Islamic Cultural Center, New York, USA, March 15, 2019 – Mayor Bill de Blasio along with Penny Abeywardena, New York City Commissioner for International Affairs and Craig John Hawke, Permanent Representative of New Zealand to UN visits the 96th Street Islamic Cultural Center in Manhattan to deliver remarks and meet with members of New York’s Muslim community after the horrific terror attack in New Zealand on Friday.
Photo: Luiz Rampelotto/EuropaNewswire
Mayor Bill de Blasio:
Thank you very much. I stand here today as a leader of this city to send a clear message to all our Muslim brothers and sisters that we stand with you in solidarity. We understand the pain you’re feeling at this moment and the loss you are feeling, and we are here to ensure that this community is respected and embraced and protected. We know that in our hour of need, particularly when hate and violence stalk us, that we are protected every day by the men and women of the NYPD. And as I arrived, I saw a strong NYPD presence around this mosque, and that’s true around mosques all over this city. And I want to thank the men and women of the NYPD for their strong show of support protecting this community. Thank you.

Point labeling samples
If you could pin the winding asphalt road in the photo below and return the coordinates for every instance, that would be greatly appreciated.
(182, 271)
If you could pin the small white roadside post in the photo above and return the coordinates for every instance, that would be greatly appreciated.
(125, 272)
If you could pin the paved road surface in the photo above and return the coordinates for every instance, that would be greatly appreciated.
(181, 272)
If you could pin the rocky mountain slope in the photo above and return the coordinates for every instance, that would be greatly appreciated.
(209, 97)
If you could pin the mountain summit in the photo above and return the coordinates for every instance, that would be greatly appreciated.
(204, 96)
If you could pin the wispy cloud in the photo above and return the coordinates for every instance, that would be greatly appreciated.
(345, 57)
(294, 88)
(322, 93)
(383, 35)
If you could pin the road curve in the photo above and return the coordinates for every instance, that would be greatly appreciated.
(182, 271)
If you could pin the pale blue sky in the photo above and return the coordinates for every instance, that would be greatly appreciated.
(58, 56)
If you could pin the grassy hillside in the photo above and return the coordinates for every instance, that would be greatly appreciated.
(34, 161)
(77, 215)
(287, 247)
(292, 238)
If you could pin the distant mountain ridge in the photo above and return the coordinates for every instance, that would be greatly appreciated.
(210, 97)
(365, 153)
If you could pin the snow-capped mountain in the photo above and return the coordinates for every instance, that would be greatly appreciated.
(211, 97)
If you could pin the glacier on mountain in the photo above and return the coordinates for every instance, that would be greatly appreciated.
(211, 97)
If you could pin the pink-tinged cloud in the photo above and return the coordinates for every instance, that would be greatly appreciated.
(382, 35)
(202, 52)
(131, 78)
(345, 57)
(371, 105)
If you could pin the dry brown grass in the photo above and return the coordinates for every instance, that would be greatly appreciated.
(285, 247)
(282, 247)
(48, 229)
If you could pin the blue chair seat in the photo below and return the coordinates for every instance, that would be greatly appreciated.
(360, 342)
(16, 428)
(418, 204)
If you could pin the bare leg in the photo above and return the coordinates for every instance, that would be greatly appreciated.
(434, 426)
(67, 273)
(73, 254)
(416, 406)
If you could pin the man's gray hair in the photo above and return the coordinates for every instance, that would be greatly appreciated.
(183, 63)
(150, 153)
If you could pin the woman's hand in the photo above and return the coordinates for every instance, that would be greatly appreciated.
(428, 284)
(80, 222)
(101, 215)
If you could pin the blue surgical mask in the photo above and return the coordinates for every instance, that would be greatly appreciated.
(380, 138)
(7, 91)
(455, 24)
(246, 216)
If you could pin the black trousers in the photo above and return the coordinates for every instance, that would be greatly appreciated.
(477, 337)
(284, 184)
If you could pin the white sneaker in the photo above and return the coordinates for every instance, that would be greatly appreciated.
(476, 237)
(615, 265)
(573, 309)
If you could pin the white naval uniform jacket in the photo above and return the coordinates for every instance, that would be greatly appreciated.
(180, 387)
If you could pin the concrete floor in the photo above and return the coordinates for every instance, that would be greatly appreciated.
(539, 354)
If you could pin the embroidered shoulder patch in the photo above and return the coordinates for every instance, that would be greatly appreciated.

[Work to be completed]
Using the text about the mayor's visit to the Islamic Cultural Center, decide whether each statement below is true. For each one, answer yes or no and quote the words from the text that settle it.
1. The visit took place in Manhattan.
2. The mayor says he saw little police presence when he arrived at the mosque.
3. Penny Abeywardena is New Zealand's Permanent Representative to the UN.

[Finished task]
1. Yes: "visits the 96th Street Islamic Cultural Center in Manhattan"
2. No: "I saw a strong NYPD presence around this mosque"
3. No: "Penny Abeywardena, New York City Commissioner for International Affairs"